# Supplied material
<<<<

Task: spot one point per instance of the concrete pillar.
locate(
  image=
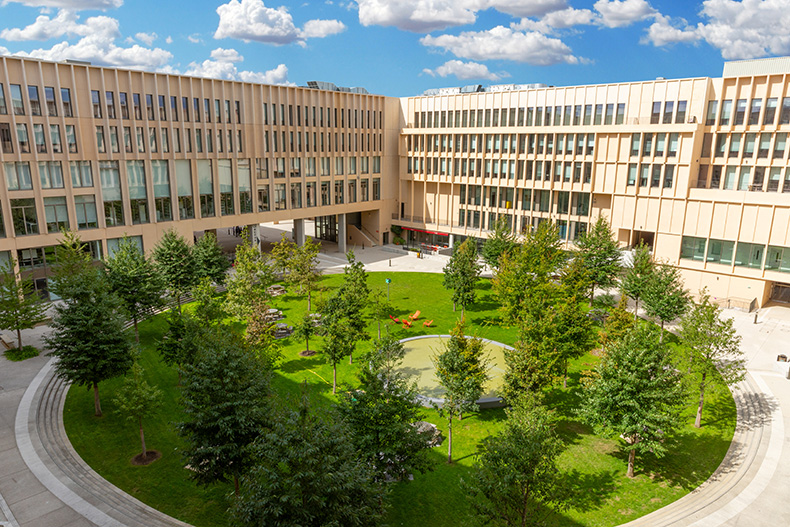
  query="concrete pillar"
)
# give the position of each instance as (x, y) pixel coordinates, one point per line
(299, 232)
(342, 235)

>>>>

# About this task
Scan the records for the word "concrete". Copy each line where it turns up.

# Answer to the problem
Task: spot one point per instance of the concrete pillar.
  query="concrete pillar"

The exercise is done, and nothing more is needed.